> _DO THIS_
The required output is the exact sequence of lines from the line holding "of the black" to the end of the records, inclusive.

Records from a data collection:
>> start
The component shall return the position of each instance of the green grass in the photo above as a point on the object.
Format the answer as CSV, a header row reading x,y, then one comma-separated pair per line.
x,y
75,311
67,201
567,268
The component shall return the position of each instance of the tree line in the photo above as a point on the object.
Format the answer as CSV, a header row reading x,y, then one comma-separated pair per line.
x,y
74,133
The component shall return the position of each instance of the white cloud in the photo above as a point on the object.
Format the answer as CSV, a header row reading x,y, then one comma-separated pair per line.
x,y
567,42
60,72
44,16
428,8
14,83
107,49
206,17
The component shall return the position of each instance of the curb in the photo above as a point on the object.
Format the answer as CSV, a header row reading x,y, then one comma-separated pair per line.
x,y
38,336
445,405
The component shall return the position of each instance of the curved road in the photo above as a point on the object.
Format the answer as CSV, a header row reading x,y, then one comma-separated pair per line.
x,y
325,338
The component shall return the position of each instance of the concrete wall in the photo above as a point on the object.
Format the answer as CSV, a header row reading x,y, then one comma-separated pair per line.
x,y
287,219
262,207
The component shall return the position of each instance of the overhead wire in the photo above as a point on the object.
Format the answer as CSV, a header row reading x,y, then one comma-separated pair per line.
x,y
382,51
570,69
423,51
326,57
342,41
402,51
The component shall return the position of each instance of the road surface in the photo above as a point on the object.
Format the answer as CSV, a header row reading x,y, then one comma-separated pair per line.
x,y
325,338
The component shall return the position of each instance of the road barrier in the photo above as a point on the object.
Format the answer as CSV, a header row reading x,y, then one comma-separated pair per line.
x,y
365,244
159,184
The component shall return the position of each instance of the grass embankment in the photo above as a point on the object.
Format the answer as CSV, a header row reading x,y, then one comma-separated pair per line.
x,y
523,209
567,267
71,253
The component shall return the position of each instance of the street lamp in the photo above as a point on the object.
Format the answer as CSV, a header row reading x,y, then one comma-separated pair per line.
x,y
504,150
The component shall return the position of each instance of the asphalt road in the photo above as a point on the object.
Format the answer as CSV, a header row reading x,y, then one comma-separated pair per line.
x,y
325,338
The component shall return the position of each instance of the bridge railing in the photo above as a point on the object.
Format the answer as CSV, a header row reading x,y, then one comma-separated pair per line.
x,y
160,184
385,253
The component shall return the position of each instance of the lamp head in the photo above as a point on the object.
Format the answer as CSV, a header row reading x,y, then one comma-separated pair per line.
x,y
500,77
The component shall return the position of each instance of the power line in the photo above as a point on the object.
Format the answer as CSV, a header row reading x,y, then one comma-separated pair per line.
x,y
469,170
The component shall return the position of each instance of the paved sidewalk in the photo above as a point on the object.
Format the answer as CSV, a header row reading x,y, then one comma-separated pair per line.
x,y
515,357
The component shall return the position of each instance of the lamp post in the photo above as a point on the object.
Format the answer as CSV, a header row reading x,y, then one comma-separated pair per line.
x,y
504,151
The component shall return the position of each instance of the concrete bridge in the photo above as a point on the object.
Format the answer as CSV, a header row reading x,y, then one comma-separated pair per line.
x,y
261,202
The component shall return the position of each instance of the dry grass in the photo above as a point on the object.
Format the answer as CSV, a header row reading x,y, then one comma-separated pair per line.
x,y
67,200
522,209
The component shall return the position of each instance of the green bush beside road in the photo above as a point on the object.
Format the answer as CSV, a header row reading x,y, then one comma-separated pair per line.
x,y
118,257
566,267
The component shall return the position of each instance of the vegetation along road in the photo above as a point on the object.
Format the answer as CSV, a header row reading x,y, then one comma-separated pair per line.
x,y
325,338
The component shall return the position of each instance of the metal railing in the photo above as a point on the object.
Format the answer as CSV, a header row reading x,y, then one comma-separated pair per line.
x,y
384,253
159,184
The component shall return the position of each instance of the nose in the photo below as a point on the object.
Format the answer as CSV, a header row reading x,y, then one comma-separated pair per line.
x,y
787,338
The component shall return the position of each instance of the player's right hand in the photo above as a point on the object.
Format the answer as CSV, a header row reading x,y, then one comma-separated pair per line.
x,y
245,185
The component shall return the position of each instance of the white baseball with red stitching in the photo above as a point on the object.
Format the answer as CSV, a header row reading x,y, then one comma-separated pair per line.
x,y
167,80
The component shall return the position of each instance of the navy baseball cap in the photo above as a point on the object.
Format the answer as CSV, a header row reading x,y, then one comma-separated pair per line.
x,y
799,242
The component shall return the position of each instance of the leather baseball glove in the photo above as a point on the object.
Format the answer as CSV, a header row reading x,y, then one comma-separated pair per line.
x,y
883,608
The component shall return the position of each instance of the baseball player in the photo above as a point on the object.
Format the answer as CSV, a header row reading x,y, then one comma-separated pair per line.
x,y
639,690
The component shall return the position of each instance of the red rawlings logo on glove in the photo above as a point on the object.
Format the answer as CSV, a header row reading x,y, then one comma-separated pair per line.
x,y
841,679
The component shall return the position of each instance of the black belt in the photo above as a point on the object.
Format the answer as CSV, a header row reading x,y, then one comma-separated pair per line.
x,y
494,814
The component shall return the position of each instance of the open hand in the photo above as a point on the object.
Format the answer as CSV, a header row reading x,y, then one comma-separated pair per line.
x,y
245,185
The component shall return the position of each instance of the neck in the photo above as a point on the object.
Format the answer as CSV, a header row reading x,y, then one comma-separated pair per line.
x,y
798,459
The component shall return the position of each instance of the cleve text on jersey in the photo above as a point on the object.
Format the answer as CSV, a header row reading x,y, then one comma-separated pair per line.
>> end
> _RESPONSE_
The component shall return the position of each instance of the black belt in the photo above as a point on the object.
Format the answer as CSV, a header row reading x,y, then one comma-separated pair per line.
x,y
494,814
The component shall return the position of each instance of the open hand in the photo above as a point on the object.
Format the answer as CSV, a header row reading x,y, then one comma-separated pair per line.
x,y
245,185
The component shall return the position of each instance of the neck in the photo above as a point on the object.
Format the answer as CSV, a header row reading x,y, then one comma-separated pair per line.
x,y
798,459
The component shall return the position of each instance of the cleve text on jersey in the photo above as a point on the object.
Format the answer as CSV, a header row reading x,y, then one comma-separated pair per line.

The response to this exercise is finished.